§ WHAT TO DO: Return verbatim the stretch of the items below, from the line containing "Detect map of" through the end of the items.

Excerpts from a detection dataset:
________________
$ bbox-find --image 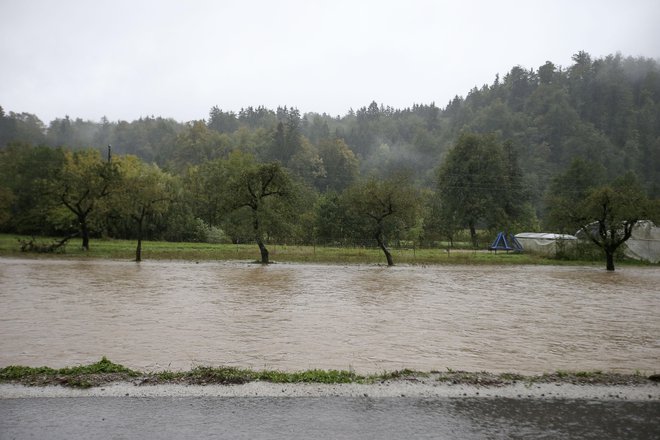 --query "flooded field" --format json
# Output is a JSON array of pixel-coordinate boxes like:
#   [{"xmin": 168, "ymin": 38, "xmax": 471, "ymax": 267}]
[{"xmin": 0, "ymin": 258, "xmax": 660, "ymax": 374}]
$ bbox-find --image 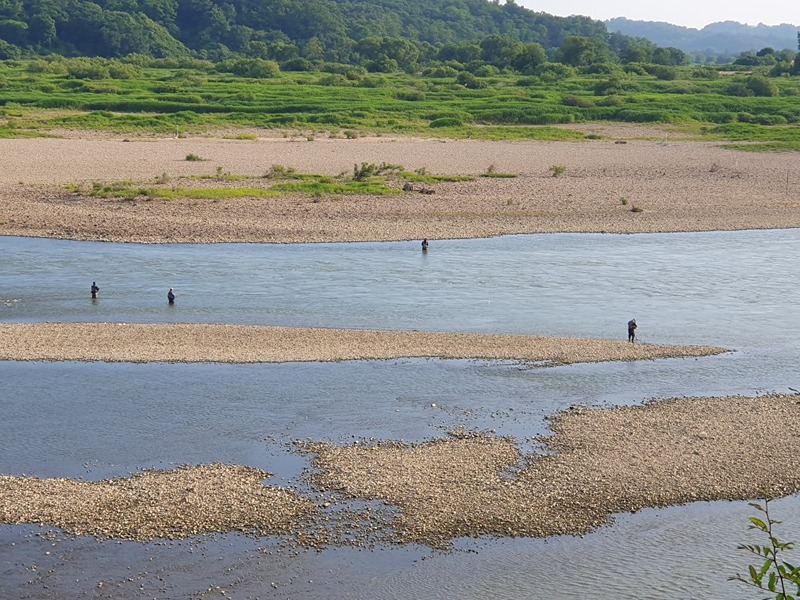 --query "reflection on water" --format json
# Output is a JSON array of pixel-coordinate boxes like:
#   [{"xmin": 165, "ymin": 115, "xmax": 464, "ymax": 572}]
[{"xmin": 0, "ymin": 230, "xmax": 800, "ymax": 599}]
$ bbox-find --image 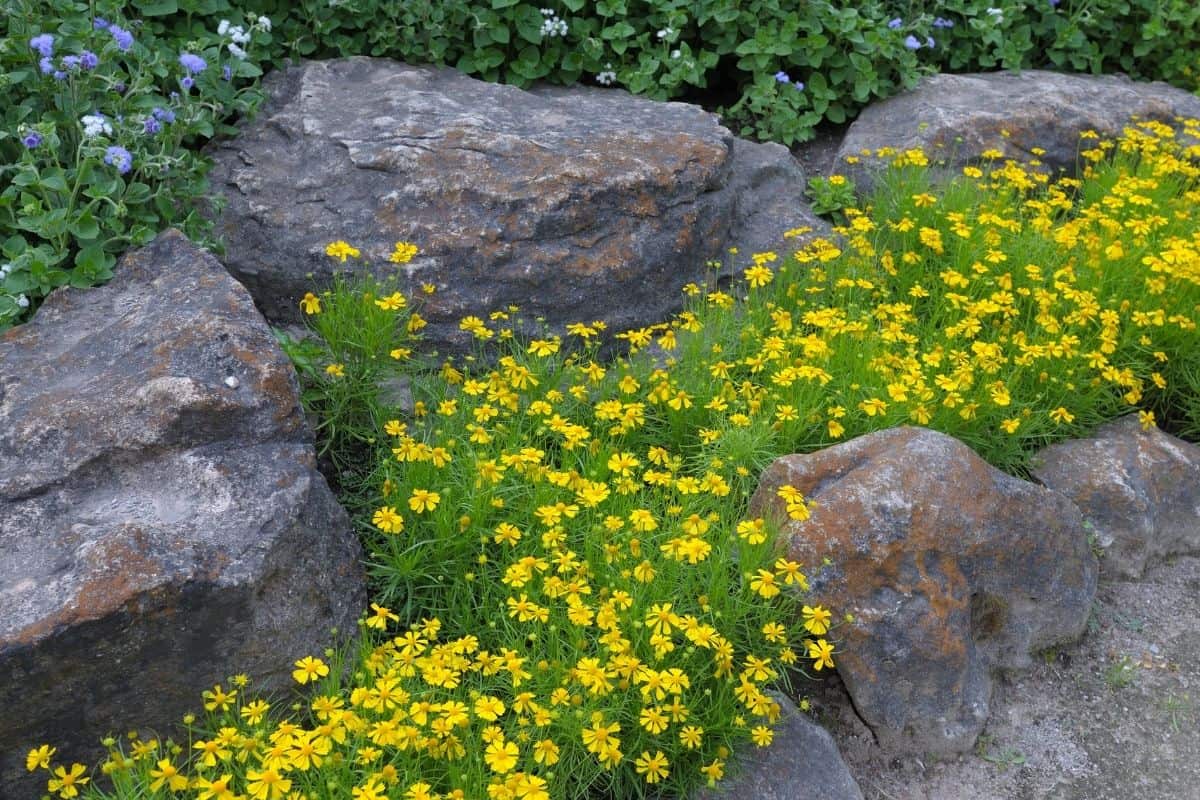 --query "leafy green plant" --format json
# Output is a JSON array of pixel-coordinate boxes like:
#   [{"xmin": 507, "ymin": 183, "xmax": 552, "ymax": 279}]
[{"xmin": 0, "ymin": 0, "xmax": 269, "ymax": 330}]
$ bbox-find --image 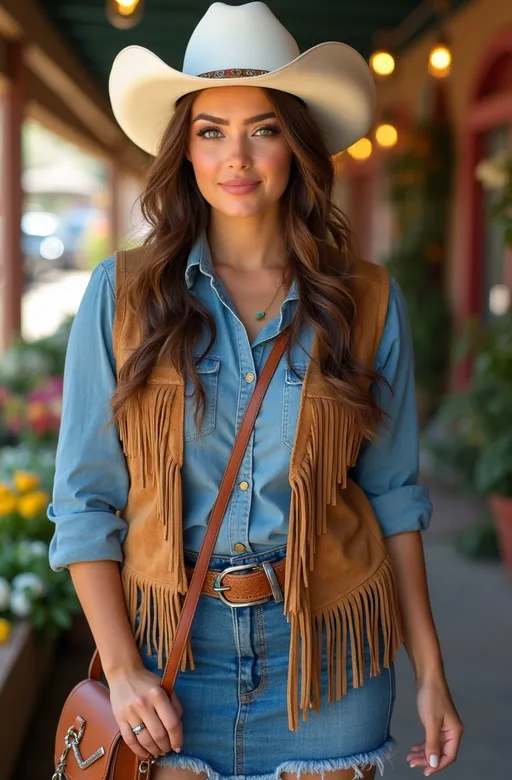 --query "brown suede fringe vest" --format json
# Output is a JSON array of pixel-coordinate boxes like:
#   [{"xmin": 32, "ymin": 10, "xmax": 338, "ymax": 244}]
[{"xmin": 113, "ymin": 249, "xmax": 402, "ymax": 730}]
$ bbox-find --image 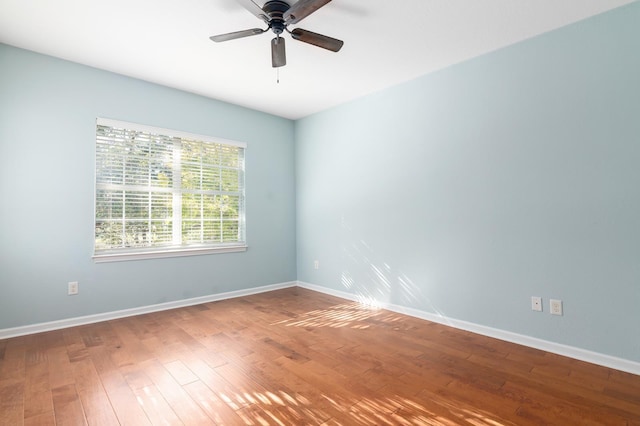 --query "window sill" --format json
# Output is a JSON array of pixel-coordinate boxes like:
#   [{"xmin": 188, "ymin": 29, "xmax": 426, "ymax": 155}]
[{"xmin": 92, "ymin": 245, "xmax": 247, "ymax": 263}]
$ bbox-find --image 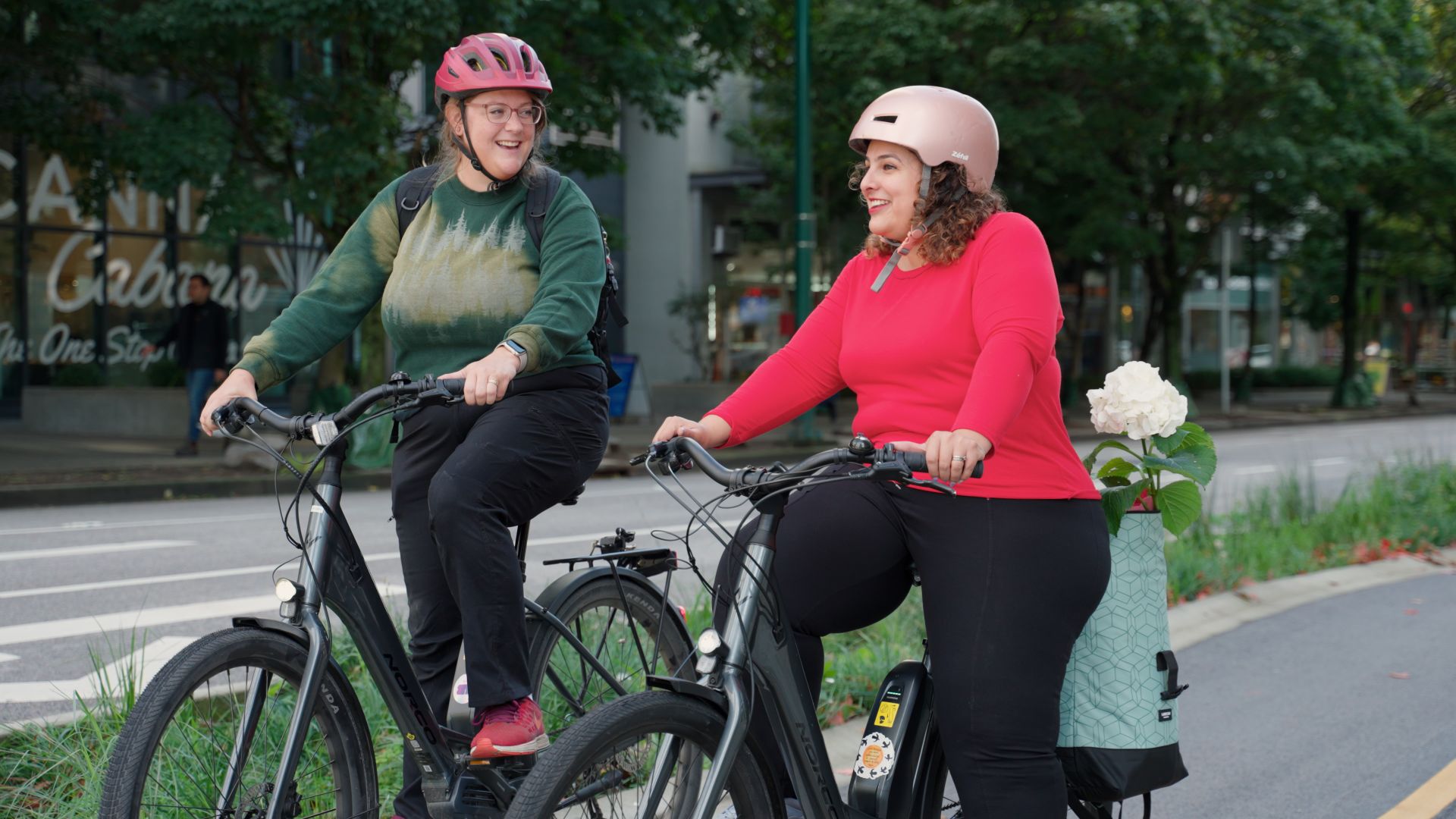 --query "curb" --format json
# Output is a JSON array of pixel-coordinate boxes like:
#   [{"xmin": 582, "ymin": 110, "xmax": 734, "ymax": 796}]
[
  {"xmin": 823, "ymin": 547, "xmax": 1456, "ymax": 789},
  {"xmin": 0, "ymin": 469, "xmax": 389, "ymax": 509},
  {"xmin": 0, "ymin": 406, "xmax": 1456, "ymax": 507}
]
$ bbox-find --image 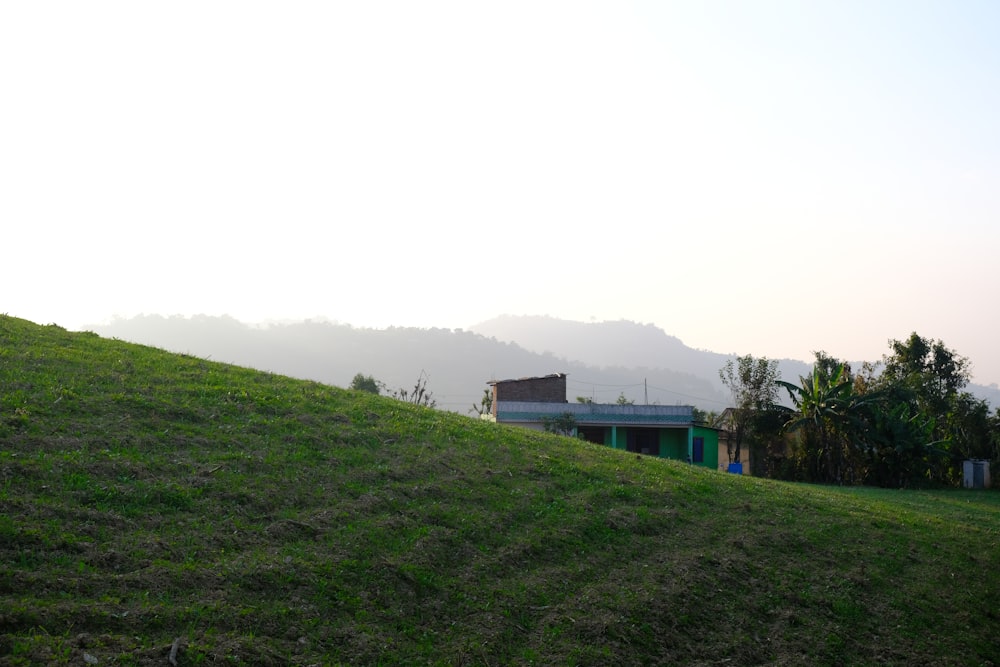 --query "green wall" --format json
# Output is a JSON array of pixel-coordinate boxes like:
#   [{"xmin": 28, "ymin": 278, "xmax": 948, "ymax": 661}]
[{"xmin": 692, "ymin": 426, "xmax": 719, "ymax": 469}]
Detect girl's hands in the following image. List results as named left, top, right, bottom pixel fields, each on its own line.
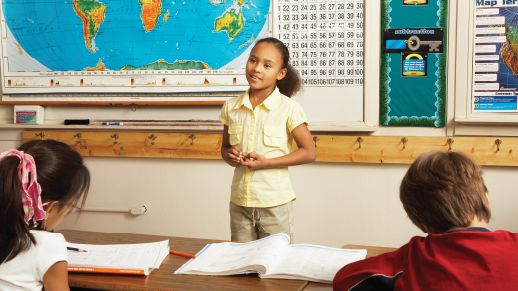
left=241, top=151, right=268, bottom=170
left=227, top=146, right=245, bottom=167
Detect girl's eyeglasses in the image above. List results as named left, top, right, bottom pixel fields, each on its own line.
left=61, top=203, right=81, bottom=214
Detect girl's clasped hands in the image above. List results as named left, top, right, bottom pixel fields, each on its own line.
left=228, top=146, right=268, bottom=170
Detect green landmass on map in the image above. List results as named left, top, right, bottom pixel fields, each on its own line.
left=73, top=0, right=107, bottom=53
left=214, top=9, right=245, bottom=43
left=121, top=60, right=211, bottom=71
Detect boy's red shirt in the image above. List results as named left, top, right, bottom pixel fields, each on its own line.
left=333, top=228, right=518, bottom=290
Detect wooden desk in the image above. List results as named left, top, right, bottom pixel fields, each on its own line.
left=304, top=245, right=397, bottom=291
left=59, top=230, right=307, bottom=291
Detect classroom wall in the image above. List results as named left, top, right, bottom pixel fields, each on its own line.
left=0, top=106, right=518, bottom=247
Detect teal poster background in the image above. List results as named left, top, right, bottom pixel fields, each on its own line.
left=380, top=0, right=448, bottom=127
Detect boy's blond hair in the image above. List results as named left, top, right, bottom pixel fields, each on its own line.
left=399, top=151, right=491, bottom=232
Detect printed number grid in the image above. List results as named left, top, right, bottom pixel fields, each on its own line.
left=274, top=0, right=364, bottom=86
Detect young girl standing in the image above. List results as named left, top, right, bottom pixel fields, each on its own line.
left=0, top=140, right=90, bottom=291
left=220, top=38, right=316, bottom=242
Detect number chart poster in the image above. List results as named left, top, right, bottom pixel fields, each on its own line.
left=380, top=0, right=448, bottom=127
left=472, top=0, right=518, bottom=113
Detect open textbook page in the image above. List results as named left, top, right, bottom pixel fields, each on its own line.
left=175, top=233, right=290, bottom=276
left=175, top=233, right=367, bottom=284
left=261, top=245, right=367, bottom=284
left=67, top=240, right=169, bottom=275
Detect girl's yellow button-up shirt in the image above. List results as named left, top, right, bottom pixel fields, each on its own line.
left=219, top=88, right=307, bottom=207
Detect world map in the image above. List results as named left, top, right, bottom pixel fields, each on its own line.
left=2, top=0, right=270, bottom=72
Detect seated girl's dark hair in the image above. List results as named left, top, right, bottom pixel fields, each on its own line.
left=255, top=37, right=302, bottom=97
left=0, top=140, right=90, bottom=264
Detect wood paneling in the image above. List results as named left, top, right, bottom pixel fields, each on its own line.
left=23, top=130, right=518, bottom=166
left=23, top=131, right=222, bottom=159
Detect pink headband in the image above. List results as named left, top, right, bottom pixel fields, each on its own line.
left=0, top=150, right=46, bottom=222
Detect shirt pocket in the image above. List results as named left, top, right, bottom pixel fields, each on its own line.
left=228, top=123, right=243, bottom=146
left=264, top=125, right=286, bottom=148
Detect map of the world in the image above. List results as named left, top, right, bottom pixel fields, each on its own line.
left=2, top=0, right=270, bottom=72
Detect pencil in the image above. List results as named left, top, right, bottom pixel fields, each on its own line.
left=169, top=250, right=196, bottom=259
left=67, top=247, right=86, bottom=253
________________
§ TASK ANSWER:
Detect map of the world in the image above. List results as named left, top, right, bottom pixel fields, each on its own line.
left=2, top=0, right=270, bottom=72
Detect pencil in the image above. List results as named left, top, right, bottom pixel fields, each on its own line.
left=169, top=250, right=196, bottom=259
left=67, top=247, right=86, bottom=253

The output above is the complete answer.